Task goal. An exact copy of the entries below is the expected answer.
━━ Exercise data
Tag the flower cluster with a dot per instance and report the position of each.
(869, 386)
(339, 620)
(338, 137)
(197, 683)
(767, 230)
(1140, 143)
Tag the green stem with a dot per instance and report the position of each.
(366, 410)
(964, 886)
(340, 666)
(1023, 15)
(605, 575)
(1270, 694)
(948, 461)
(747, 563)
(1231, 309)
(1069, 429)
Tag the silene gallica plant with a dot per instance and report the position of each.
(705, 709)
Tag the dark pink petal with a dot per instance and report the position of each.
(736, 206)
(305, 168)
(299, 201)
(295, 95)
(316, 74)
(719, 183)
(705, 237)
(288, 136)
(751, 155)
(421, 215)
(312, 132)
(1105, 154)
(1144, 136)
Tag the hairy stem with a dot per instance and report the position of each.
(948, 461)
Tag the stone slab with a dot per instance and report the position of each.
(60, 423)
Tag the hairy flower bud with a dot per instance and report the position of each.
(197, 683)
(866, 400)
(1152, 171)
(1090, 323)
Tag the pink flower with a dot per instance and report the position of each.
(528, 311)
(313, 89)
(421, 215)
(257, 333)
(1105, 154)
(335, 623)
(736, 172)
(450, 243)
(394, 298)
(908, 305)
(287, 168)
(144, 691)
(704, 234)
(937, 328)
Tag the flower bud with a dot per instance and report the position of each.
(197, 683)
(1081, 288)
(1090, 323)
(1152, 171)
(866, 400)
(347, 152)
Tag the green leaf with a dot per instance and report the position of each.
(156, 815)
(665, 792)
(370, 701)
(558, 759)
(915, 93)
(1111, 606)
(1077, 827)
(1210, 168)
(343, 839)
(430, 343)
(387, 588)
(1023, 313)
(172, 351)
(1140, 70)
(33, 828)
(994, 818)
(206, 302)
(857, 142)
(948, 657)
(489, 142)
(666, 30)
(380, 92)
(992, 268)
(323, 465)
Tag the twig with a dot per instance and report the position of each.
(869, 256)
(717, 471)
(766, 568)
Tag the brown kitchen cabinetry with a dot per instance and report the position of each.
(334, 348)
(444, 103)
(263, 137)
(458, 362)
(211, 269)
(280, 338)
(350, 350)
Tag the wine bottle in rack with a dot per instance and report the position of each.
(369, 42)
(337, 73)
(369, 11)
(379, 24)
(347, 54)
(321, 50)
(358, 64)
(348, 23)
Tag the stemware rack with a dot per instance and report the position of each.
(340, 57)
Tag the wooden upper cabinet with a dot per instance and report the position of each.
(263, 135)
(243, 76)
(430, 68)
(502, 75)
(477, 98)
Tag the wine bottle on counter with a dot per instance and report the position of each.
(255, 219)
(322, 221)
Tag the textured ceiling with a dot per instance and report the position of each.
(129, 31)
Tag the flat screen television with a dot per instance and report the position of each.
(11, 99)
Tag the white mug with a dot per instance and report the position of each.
━━━━
Solution.
Tag the flower cluster with a dot per instance and report the position of each.
(869, 386)
(339, 620)
(338, 137)
(197, 683)
(767, 230)
(1140, 143)
Tag the green stem with a dot per instance and report the position of each.
(366, 410)
(964, 886)
(340, 666)
(1023, 15)
(605, 575)
(1270, 694)
(948, 461)
(747, 563)
(1231, 309)
(1069, 429)
Tag the silene gallica plant with a dot per instance and report the position of each.
(705, 709)
Tag the dark pink petal with a dot per instance and report the position of each.
(736, 206)
(305, 168)
(299, 201)
(295, 95)
(316, 74)
(719, 183)
(705, 237)
(288, 136)
(751, 155)
(421, 215)
(312, 132)
(1105, 154)
(1144, 136)
Tag the hairy stem with a dot per instance and report the position of each.
(948, 461)
Tag the stone slab with a dot per instance and report the position of each.
(60, 423)
Tag the hairy flower bud with a dot per instance and report the position of each.
(197, 683)
(866, 400)
(1152, 171)
(1090, 323)
Tag the pink flower with a dot per instance and report the position of each.
(528, 311)
(313, 89)
(421, 215)
(257, 333)
(1105, 154)
(335, 623)
(736, 172)
(450, 243)
(394, 298)
(908, 305)
(287, 168)
(144, 691)
(704, 234)
(937, 328)
Tag the flower bud with a dot per instance and report the position of each.
(197, 683)
(1081, 288)
(1090, 323)
(1152, 171)
(866, 400)
(347, 152)
Tag the green leaf with a dot per instance and report the position of each.
(156, 815)
(665, 792)
(370, 701)
(558, 759)
(915, 93)
(1111, 606)
(1077, 827)
(1210, 168)
(343, 839)
(430, 343)
(387, 588)
(1023, 313)
(172, 351)
(1140, 70)
(33, 828)
(994, 818)
(206, 302)
(857, 142)
(948, 657)
(489, 142)
(666, 30)
(380, 92)
(992, 268)
(323, 465)
Tag the twig with a dot per instance and report the position of each.
(869, 256)
(717, 471)
(766, 568)
Tag the brown kitchen cabinetry with a dot per instance and report the position of each.
(334, 348)
(444, 103)
(263, 137)
(458, 362)
(211, 269)
(280, 338)
(350, 350)
Tag the wine bottle in rack with a dot per instance and report the position of each.
(369, 42)
(337, 73)
(369, 11)
(379, 24)
(347, 54)
(321, 50)
(358, 64)
(348, 23)
Tag the stemware rack with a dot per instance and report the position of each.
(340, 57)
Tag the wooden upper cabinet with a dot per instance and report the position of each.
(263, 135)
(243, 76)
(430, 68)
(502, 75)
(477, 98)
Tag the wine bottle on counter with a dot per instance and report the position of each.
(255, 219)
(322, 221)
Tag the textured ceiling with a dot per instance and report the position of each.
(129, 31)
Tag the flat screen television with a dot per instance and report the position of each.
(11, 99)
Tag the white mug with a dot per instance and report the position of each.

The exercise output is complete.